■ Selected text:
☆ ☆ ☆ ☆

| Answer/Working | Marks | Guidance |
|---|---|---|
| A bipartite graph consists of two sets of vertices X and Y. The edges only join vertices in X to vertices in Y, not vertices within a set | B1, B1 | (2) |
| [Bipartite graph diagram shown] | B1 | (1) |
| AP1: $B - 5 = E - 6 = F - 1$ AP2: $B - 5 = E - 4 = C - 3$ AP3: $D - 2 = A - 4 = C - 3$ | M1 | |
| Change status either stated or shown | A1 | |
| IM1: $A = 2, B = 5, C = 4,$ (D unmatched) $E = 6, F = 1$ IM2: $A = 2, B = 5, C = 3,$ (D unmatched) $E = 4, F = 6$ IM3: $A = 4,$ (B unmatched) $C = 3, D = 2, E = 5, F = 6$ | A1 | |
| AP1: $D - 2 = A - 4 = C - 3$ AP2: $D - 2 = A - 4 = E - 6 = F - 1$ AP3: $B - 5 = E - 6 = F - 1$ | M1 | |
| Change status either stated or shown | A1 | |
| Complete matching: $A = 4, B = 5, C = 3, D = 2, E = 6, F = 1$ | A1 | (6) |
| | **9 marks** | |

**Notes for Question 1:**

- **a1B1**: Two sets of vertices – must contain the three words in bold. Accept nodes for vertices but not points or any other non-technical language. These three words do not need to be in the same sentence.
- **a2B1**: Edges/arcs must go from one (set) into the other – candidates must give an indication of going from one set to the other. If a candidate only says you cannot connect nodes from the same set then this is B0. As an absolute minimum accept a statement along the lines of: "arcs must go from one to the other" – note that for this mark candidates must use the word 'edge(s)' or 'arc(s)' but other technical language may be absent or incorrect.

☆ ☆ ☆ ☆

■ The tasks:
**A.** In the mark scheme, condense the note that begins "Edges/arcs must go from one (set) into the other" into a bulleted list that keeps its main facts.
**B.** According to the mark scheme, which term may replace "vertices" for the a1B1 mark?
**C.** Reproduce the mark scheme from "- **a1B1**: Two" up to and including "absent or incorrect.".

■ Data segment:
☆ ☆ ☆ ☆

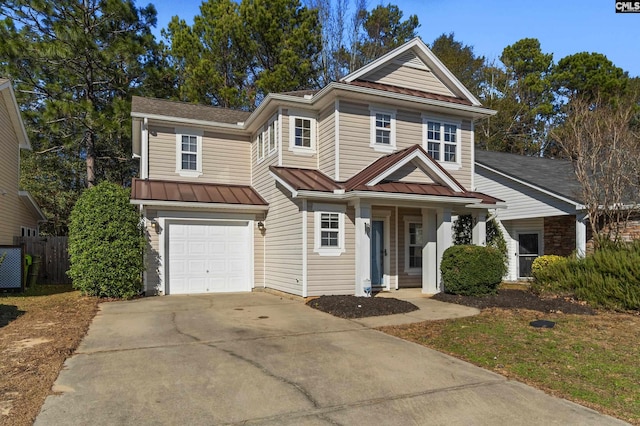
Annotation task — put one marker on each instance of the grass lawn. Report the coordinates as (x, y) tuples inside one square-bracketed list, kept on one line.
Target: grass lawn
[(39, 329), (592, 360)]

☆ ☆ ☆ ☆

■ Responses by task:
**A.**
- Candidates must indicate that edges or arcs go from one set to the other.
- Saying only that nodes from the same set cannot be connected scores B0.
- At minimum, a statement such as "arcs must go from one to the other" is accepted.
- The word "edge(s)" or "arc(s)" is required, but other technical language may be absent or incorrect.

**B.** Nodes.

**C.**
- **a1B1**: Two sets of vertices – must contain the three words in bold. Accept nodes for vertices but not points or any other non-technical language. These three words do not need to be in the same sentence.
- **a2B1**: Edges/arcs must go from one (set) into the other – candidates must give an indication of going from one set to the other. If a candidate only says you cannot connect nodes from the same set then this is B0. As an absolute minimum accept a statement along the lines of: "arcs must go from one to the other" – note that for this mark candidates must use the word 'edge(s)' or 'arc(s)' but other technical language may be absent or incorrect.